** Start of Records for this task **
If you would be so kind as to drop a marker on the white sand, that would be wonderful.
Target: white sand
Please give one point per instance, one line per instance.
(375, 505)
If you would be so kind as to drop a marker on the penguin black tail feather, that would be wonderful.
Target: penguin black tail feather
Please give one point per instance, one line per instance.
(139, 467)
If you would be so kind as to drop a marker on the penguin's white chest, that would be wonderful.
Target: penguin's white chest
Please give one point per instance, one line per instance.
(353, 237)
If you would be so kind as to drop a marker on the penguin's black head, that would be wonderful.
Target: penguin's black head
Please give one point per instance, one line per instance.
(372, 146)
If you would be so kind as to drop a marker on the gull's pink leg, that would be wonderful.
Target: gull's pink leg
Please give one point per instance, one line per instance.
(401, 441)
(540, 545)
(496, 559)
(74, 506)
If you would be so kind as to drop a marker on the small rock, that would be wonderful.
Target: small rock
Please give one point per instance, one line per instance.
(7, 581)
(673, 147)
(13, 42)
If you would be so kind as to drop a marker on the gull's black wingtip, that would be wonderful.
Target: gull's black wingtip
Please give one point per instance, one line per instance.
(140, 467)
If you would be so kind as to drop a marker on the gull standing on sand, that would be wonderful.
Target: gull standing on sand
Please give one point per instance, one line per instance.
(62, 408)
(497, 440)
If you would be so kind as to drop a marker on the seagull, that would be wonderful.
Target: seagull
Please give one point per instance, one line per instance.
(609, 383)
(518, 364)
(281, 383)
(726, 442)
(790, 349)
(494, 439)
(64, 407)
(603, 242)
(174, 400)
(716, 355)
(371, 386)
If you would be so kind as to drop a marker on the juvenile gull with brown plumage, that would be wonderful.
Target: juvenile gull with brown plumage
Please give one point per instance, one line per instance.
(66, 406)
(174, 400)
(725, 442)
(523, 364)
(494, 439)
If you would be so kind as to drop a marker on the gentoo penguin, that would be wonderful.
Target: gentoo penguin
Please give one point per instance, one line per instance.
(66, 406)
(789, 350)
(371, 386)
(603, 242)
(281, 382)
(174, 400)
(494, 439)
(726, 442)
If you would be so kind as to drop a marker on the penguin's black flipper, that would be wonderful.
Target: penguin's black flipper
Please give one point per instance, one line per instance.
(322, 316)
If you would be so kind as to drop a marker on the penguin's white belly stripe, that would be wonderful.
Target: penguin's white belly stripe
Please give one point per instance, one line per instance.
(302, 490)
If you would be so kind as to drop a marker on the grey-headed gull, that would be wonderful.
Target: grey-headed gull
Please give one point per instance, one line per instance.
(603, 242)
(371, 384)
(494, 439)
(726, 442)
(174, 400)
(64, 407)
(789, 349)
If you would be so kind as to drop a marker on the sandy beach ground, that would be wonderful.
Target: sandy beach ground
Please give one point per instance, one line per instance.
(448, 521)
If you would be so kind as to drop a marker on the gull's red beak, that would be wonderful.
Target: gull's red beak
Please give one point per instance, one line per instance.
** End of Records for this task **
→ What needs to be done:
In all the records, change each occurrence of "drop a marker" to "place a point", then reproduce the records with everything else left as is.

→ Worked solution:
If you would be so kind as to place a point on the white sand, that would be wonderful.
Target: white sand
Please give one point per instance, one line per instance.
(375, 505)
If you would be so kind as to place a point on the penguin black tail feather, that would be wonderful.
Target: penguin black tail feather
Please give one point per instance, one line per instance.
(139, 467)
If you would be so kind as to place a point on the penguin's white chest, that would be wonderful.
Target: penguin's white chest
Please give one point per instance, one line per instance.
(353, 237)
If you would be so kind as to place a point on the penguin's black head, that would be wonderful.
Target: penguin's black head
Please give one point per instance, one line per instance.
(372, 146)
If you would be so kind as to place a point on the gull's pink leg, that would be wonderful.
Target: gull's pink leg
Please give one point per instance, one line per instance.
(401, 441)
(540, 545)
(496, 559)
(74, 506)
If you would be so kind as to place a point on the small rock, that would be wonderful.
Target: small rock
Please give one point per instance, one line per instance.
(7, 581)
(673, 147)
(13, 42)
If you would be so kind as to place a point on the gull's black wingtip, that would be wonderful.
Target: gull's black wingtip
Please give one point per instance, one line per instance.
(140, 467)
If you would be so kind as to place a point on the gull standing on sand, that would be wonderful.
Target: gull standing on sand
Please give one point per instance, one line per instance.
(62, 408)
(497, 440)
If you would be so kind as to place a point on the seagull, that would be wonderful.
Target: seagull
Please give one point per instance, one line per instance.
(609, 383)
(518, 364)
(281, 383)
(726, 442)
(790, 349)
(494, 439)
(64, 407)
(603, 242)
(174, 400)
(716, 355)
(371, 386)
If you would be so kind as to place a point on the juvenile gull with brown plumage, that would be wonderful.
Target: juvenile gull with brown plumage
Please give one point per instance, one line per instance.
(66, 406)
(174, 400)
(725, 442)
(523, 364)
(494, 439)
If you would be so kind as to place a point on the gentoo penguin, that would be wonderful.
Target: gentoo penguin
Please give one point per instance, one line per instance.
(66, 406)
(789, 350)
(371, 386)
(603, 242)
(281, 382)
(174, 400)
(494, 439)
(726, 442)
If you would be so kind as to place a point on the penguin's black flipper, that would be wonderful.
Target: penguin's black flipper
Please give one point per instance, one line per instance.
(322, 316)
If you would be so kind as to place a point on the penguin's white belly stripe, that would be wonderful.
Target: penguin's white belly stripe
Please give one point per instance, one line per instance.
(302, 490)
If you would be so kind as to place a point on the grey-headed gull, that would be wonderful.
Target: grey-headed gull
Please give one point per instance, one line per instance.
(603, 242)
(371, 384)
(494, 439)
(726, 442)
(174, 400)
(64, 407)
(789, 349)
If you would be so kind as to place a point on the sandy beach ground, that would be wonderful.
Target: sandy beach ground
Please give one point per instance, one line per instance.
(448, 521)
If you would be so kind as to place a point on the gull's red beak, that would be wonderful.
Target: gull's red beak
Please give one point per instance, one line per instance.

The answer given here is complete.